= RECORDED DATA =
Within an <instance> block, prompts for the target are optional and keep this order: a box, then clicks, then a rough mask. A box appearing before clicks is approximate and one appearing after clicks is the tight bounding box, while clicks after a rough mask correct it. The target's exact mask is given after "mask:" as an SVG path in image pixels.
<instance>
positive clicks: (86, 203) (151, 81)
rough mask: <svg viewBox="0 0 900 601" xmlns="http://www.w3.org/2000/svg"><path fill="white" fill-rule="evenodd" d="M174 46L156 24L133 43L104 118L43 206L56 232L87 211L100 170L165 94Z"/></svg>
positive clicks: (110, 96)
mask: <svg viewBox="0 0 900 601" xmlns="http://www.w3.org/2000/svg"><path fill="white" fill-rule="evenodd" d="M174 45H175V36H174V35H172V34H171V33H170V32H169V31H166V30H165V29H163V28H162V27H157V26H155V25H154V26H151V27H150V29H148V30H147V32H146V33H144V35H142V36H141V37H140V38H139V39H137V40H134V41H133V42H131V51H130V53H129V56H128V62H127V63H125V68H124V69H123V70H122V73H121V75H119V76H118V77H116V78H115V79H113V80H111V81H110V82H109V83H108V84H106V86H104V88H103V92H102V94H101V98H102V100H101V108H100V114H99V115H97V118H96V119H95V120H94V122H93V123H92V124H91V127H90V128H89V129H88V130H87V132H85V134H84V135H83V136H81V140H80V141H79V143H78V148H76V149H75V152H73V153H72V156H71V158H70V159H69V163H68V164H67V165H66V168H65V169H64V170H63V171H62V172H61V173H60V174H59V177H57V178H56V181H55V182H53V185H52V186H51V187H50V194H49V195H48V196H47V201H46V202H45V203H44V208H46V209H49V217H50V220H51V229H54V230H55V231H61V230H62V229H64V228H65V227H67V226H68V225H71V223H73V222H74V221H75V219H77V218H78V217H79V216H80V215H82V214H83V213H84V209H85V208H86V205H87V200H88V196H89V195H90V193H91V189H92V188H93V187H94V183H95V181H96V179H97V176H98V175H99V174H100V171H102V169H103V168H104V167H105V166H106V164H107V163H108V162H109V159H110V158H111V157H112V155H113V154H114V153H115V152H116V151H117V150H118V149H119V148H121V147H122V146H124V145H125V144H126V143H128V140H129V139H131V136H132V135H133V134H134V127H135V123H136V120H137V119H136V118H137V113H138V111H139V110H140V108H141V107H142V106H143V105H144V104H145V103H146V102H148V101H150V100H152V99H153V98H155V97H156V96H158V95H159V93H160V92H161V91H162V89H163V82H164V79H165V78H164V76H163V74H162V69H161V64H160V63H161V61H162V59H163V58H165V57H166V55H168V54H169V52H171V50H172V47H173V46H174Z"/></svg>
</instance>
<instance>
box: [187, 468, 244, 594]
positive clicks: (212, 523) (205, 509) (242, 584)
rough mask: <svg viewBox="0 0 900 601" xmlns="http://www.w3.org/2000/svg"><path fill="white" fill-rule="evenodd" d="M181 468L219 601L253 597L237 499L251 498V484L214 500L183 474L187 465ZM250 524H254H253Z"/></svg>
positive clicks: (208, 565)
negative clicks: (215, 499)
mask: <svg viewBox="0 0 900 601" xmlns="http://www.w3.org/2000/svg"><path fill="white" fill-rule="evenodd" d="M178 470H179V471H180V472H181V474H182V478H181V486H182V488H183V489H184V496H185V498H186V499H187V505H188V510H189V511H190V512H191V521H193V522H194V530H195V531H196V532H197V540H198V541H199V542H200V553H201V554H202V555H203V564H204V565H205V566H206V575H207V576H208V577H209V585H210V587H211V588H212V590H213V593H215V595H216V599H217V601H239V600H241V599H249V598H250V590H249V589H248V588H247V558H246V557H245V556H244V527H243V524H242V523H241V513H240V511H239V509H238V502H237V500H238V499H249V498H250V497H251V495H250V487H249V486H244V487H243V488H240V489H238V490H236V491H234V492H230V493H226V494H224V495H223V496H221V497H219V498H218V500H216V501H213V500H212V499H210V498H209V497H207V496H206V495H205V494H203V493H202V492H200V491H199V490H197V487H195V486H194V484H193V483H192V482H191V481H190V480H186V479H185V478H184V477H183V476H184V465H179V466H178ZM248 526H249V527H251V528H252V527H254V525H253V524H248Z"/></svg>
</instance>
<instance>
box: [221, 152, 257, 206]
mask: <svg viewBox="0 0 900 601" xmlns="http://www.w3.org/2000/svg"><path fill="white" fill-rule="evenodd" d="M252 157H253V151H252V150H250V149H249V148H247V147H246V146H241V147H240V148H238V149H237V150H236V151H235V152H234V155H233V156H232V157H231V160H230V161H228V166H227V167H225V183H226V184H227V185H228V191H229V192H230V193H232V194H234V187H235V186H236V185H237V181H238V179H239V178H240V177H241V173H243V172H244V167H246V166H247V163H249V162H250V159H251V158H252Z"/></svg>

= PROBLEM =
Copy the records above verbatim, every line from start to finish.

= RESULT OF THE EXERCISE =
Within an <instance> block, prompts for the target are optional and keep this order: a box, then clicks, then a rough mask. A box appearing before clicks is approximate and one appearing after clicks is the tight bounding box, while clicks after a rough mask correct it. The target's exact mask is given after "mask:" as an SVG path in image pixels.
<instance>
positive clicks: (86, 203) (151, 81)
rough mask: <svg viewBox="0 0 900 601" xmlns="http://www.w3.org/2000/svg"><path fill="white" fill-rule="evenodd" d="M174 46L156 24L133 43L104 118L43 206L56 232L87 211L100 170L165 94Z"/></svg>
positive clicks: (110, 96)
mask: <svg viewBox="0 0 900 601" xmlns="http://www.w3.org/2000/svg"><path fill="white" fill-rule="evenodd" d="M174 45H175V36H174V35H172V34H171V33H170V32H169V31H166V30H165V29H163V28H162V27H157V26H155V25H154V26H151V27H150V29H148V30H147V32H146V33H144V35H142V36H141V37H140V38H139V39H137V40H134V41H133V42H131V51H130V53H129V56H128V62H127V63H125V68H124V69H123V70H122V73H121V75H119V76H118V77H116V78H115V79H113V80H111V81H110V82H109V83H108V84H106V86H104V88H103V92H102V94H101V98H102V100H101V108H100V114H99V115H97V118H96V119H95V120H94V122H93V123H92V124H91V127H90V128H89V129H88V130H87V132H85V134H84V135H83V136H81V140H80V141H79V143H78V148H76V149H75V152H73V153H72V156H71V158H70V159H69V163H68V164H67V165H66V168H65V169H64V170H63V171H62V172H61V173H60V174H59V177H57V178H56V181H55V182H53V185H52V186H51V187H50V194H49V195H48V196H47V201H46V202H45V203H44V208H46V209H49V217H50V220H51V229H54V230H55V231H61V230H62V229H64V228H65V227H67V226H68V225H71V223H73V222H74V221H75V219H77V218H78V217H79V216H80V215H82V214H83V213H84V209H85V208H86V205H87V200H88V196H89V195H90V193H91V189H92V188H93V187H94V183H95V181H96V179H97V176H98V175H99V174H100V171H102V169H103V168H104V167H105V166H106V164H107V163H108V162H109V159H110V158H111V157H112V155H113V154H114V153H115V152H116V151H117V150H118V149H119V148H121V147H122V146H124V145H125V144H126V143H128V140H129V139H131V136H132V135H133V134H134V127H135V123H136V120H137V119H136V118H137V113H138V111H139V110H140V108H141V107H142V106H143V105H144V104H145V103H146V102H148V101H150V100H152V99H153V98H155V97H156V96H158V95H159V93H160V92H161V91H162V89H163V82H164V79H165V78H164V76H163V74H162V69H161V64H160V63H161V61H162V59H163V58H165V57H166V55H168V54H169V52H171V50H172V47H173V46H174Z"/></svg>
</instance>
<instance>
box: [187, 468, 244, 594]
positive clicks: (212, 523) (205, 509) (242, 584)
rough mask: <svg viewBox="0 0 900 601" xmlns="http://www.w3.org/2000/svg"><path fill="white" fill-rule="evenodd" d="M181 468L219 601L253 597L237 499L251 498V484L214 500L183 474L187 465ZM250 524H254H253Z"/></svg>
positive clicks: (208, 565)
negative clicks: (215, 499)
mask: <svg viewBox="0 0 900 601" xmlns="http://www.w3.org/2000/svg"><path fill="white" fill-rule="evenodd" d="M178 470H179V471H180V472H181V474H182V478H181V486H182V488H183V489H184V496H185V498H186V499H187V505H188V510H189V511H190V512H191V521H193V522H194V530H195V531H196V532H197V540H198V541H199V542H200V553H201V554H202V555H203V564H204V565H205V566H206V575H207V576H208V577H209V585H210V587H211V588H212V590H213V593H215V595H216V599H217V601H239V600H241V599H249V598H250V590H249V589H248V588H247V558H246V557H245V556H244V527H243V524H242V523H241V513H240V511H239V509H238V502H237V500H238V499H249V498H250V497H251V495H250V487H249V486H244V487H243V488H240V489H238V490H236V491H234V492H230V493H226V494H224V495H223V496H221V497H219V498H218V500H216V501H213V500H212V499H210V498H209V497H207V496H206V495H205V494H203V493H202V492H200V491H199V490H197V487H195V486H194V484H193V483H192V482H191V481H190V480H186V479H185V478H184V477H183V476H184V465H179V466H178ZM248 526H249V527H251V528H252V527H254V525H253V524H248Z"/></svg>
</instance>
<instance>
box: [221, 152, 257, 206]
mask: <svg viewBox="0 0 900 601" xmlns="http://www.w3.org/2000/svg"><path fill="white" fill-rule="evenodd" d="M252 157H253V151H252V150H250V149H249V148H247V147H246V146H241V147H240V148H238V149H237V150H236V151H235V152H234V155H233V156H232V157H231V160H230V161H228V166H227V167H225V183H226V184H227V185H228V191H229V192H230V193H232V194H234V187H235V186H236V185H237V181H238V179H239V178H240V177H241V173H243V172H244V167H246V166H247V163H249V162H250V159H251V158H252Z"/></svg>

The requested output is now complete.